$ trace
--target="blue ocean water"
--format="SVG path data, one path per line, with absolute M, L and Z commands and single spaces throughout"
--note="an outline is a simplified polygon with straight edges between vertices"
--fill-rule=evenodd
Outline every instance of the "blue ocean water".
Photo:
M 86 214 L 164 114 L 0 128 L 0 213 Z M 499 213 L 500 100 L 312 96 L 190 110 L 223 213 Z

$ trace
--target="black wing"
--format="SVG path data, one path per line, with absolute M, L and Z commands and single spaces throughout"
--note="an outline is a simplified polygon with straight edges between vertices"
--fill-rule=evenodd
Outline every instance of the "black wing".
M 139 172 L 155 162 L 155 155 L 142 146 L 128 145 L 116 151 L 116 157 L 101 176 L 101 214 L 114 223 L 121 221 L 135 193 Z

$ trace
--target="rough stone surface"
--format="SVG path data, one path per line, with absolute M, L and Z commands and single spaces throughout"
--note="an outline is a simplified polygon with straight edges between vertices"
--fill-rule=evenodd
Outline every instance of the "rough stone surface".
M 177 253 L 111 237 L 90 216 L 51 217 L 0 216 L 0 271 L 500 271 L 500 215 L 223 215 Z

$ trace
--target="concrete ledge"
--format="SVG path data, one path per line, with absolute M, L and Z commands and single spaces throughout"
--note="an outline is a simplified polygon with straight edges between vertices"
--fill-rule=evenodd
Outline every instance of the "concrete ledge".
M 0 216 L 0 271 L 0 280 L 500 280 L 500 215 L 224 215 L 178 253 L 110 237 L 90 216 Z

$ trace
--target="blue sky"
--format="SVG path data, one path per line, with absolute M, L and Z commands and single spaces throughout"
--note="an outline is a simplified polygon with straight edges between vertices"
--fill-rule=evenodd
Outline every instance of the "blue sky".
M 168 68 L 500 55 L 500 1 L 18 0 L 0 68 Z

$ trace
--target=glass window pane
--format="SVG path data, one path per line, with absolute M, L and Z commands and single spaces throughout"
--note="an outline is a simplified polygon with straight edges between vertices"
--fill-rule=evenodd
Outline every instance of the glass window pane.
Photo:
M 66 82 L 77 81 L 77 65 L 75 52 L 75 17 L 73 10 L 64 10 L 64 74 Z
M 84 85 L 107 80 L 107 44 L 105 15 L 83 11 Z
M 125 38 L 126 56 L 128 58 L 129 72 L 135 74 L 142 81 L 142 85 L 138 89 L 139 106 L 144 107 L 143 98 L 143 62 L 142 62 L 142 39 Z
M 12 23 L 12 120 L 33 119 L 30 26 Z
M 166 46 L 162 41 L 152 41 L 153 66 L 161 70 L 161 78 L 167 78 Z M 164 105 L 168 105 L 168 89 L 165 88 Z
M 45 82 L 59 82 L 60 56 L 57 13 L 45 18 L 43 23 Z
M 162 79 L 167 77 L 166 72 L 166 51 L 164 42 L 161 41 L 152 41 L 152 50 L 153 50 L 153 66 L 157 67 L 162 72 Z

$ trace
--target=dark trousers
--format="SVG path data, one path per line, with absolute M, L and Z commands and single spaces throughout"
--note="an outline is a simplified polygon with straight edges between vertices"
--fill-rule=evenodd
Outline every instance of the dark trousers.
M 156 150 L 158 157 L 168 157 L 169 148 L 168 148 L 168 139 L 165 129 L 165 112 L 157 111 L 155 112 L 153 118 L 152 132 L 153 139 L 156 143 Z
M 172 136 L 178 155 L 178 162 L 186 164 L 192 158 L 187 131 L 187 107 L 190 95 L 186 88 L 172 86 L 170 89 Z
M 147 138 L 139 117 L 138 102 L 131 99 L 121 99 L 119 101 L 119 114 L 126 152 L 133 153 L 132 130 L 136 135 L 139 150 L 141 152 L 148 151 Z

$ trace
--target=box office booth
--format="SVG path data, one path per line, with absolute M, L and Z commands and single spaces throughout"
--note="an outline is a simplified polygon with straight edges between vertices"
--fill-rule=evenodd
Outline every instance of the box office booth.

- _Exercise_: Recast all the records above as a single numbered list, one line per item, leaving out the blank lines.

- _Output below_:
1. $ trace
2. --target="blue ocean water"
3. --format="SVG path data, one path per line, with absolute M, L and Z commands and single spaces throughout"
4. --note="an outline is a simplified polygon with straight edges between vertices"
5. --fill-rule=evenodd
6. Outline every instance of the "blue ocean water".
7. Photo:
8. M 86 214 L 164 114 L 0 128 L 0 213 Z M 499 213 L 500 100 L 312 96 L 190 110 L 223 213 Z
9. $ trace
10. --target="black wing"
11. --format="SVG path data, one path per line, with absolute M, L and Z commands and single spaces throughout"
12. --note="an outline is a simplified polygon with straight edges between vertices"
13. --fill-rule=evenodd
14. Outline every instance of the "black wing".
15. M 139 172 L 155 162 L 155 155 L 142 146 L 128 145 L 116 151 L 116 157 L 101 176 L 101 214 L 114 223 L 121 221 L 135 193 Z
16. $ trace
17. --target="rough stone surface"
18. --format="SVG path data, one path per line, with absolute M, L and Z commands and single spaces throughout"
19. --note="an outline is a simplified polygon with straight edges between vertices"
20. --fill-rule=evenodd
21. Outline every instance of the "rough stone surface".
22. M 177 253 L 111 237 L 90 216 L 51 217 L 0 216 L 0 271 L 500 271 L 500 215 L 223 215 Z
23. $ trace
24. --target="concrete ledge"
25. --format="SVG path data, one path per line, with absolute M, L and Z commands and single spaces throughout"
26. --note="an outline is a simplified polygon with straight edges between vertices"
27. --fill-rule=evenodd
28. Outline every instance of the "concrete ledge".
29. M 0 216 L 0 271 L 0 280 L 500 280 L 500 215 L 224 215 L 178 253 L 110 237 L 90 216 Z
30. $ trace
31. --target="blue sky"
32. --format="SVG path data, one path per line, with absolute M, L and Z commands and single spaces throughout"
33. --note="an outline is a simplified polygon with straight edges between vertices"
34. --fill-rule=evenodd
35. Outline every instance of the "blue sky".
36. M 168 68 L 500 55 L 500 1 L 18 0 L 0 68 Z
37. $ trace
38. --target=glass window pane
39. --format="SVG path data, one path per line, with absolute M, L and Z commands and single spaces throughout"
40. --note="an outline is a simplified polygon with straight edges between vertices"
41. --fill-rule=evenodd
42. Outline every instance of the glass window pane.
43. Photo:
44. M 66 82 L 77 81 L 77 65 L 75 52 L 75 17 L 73 10 L 64 10 L 64 74 Z
45. M 84 85 L 107 80 L 107 44 L 105 15 L 83 11 Z
46. M 125 38 L 126 56 L 128 58 L 129 72 L 135 74 L 142 81 L 142 85 L 138 89 L 139 106 L 144 107 L 143 98 L 143 62 L 142 62 L 142 39 Z
47. M 12 23 L 12 120 L 33 119 L 30 26 Z
48. M 166 46 L 162 41 L 152 41 L 153 66 L 161 70 L 161 78 L 167 78 Z M 164 105 L 168 105 L 168 89 L 165 88 Z
49. M 45 82 L 59 82 L 60 56 L 57 13 L 45 18 L 43 23 Z
50. M 162 79 L 167 77 L 166 72 L 166 51 L 164 42 L 161 41 L 152 41 L 152 50 L 153 50 L 153 66 L 157 67 L 162 72 Z
51. $ trace
52. --target=dark trousers
53. --format="SVG path data, one path per line, with absolute M, L and Z commands and single spaces throughout"
54. --note="an outline is a simplified polygon with straight edges between vertices"
55. --fill-rule=evenodd
56. Outline every instance of the dark trousers.
57. M 156 150 L 158 157 L 168 157 L 169 148 L 168 148 L 168 139 L 165 129 L 165 112 L 157 111 L 155 112 L 153 118 L 152 132 L 153 139 L 156 143 Z
58. M 172 136 L 178 155 L 178 162 L 186 164 L 192 158 L 187 131 L 187 107 L 190 95 L 186 88 L 172 86 L 170 89 Z
59. M 147 138 L 139 117 L 138 102 L 131 99 L 121 99 L 119 101 L 119 114 L 126 152 L 133 153 L 132 130 L 136 135 L 139 150 L 141 152 L 148 151 Z
60. $ trace
61. --target=box office booth
62. --format="SVG path data, one path per line, with absolute M, L and Z commands and single spaces throughout"
63. --note="an outline is a simplified polygon with straight edges between vertices"
64. --fill-rule=evenodd
65. Outline every instance of the box office booth.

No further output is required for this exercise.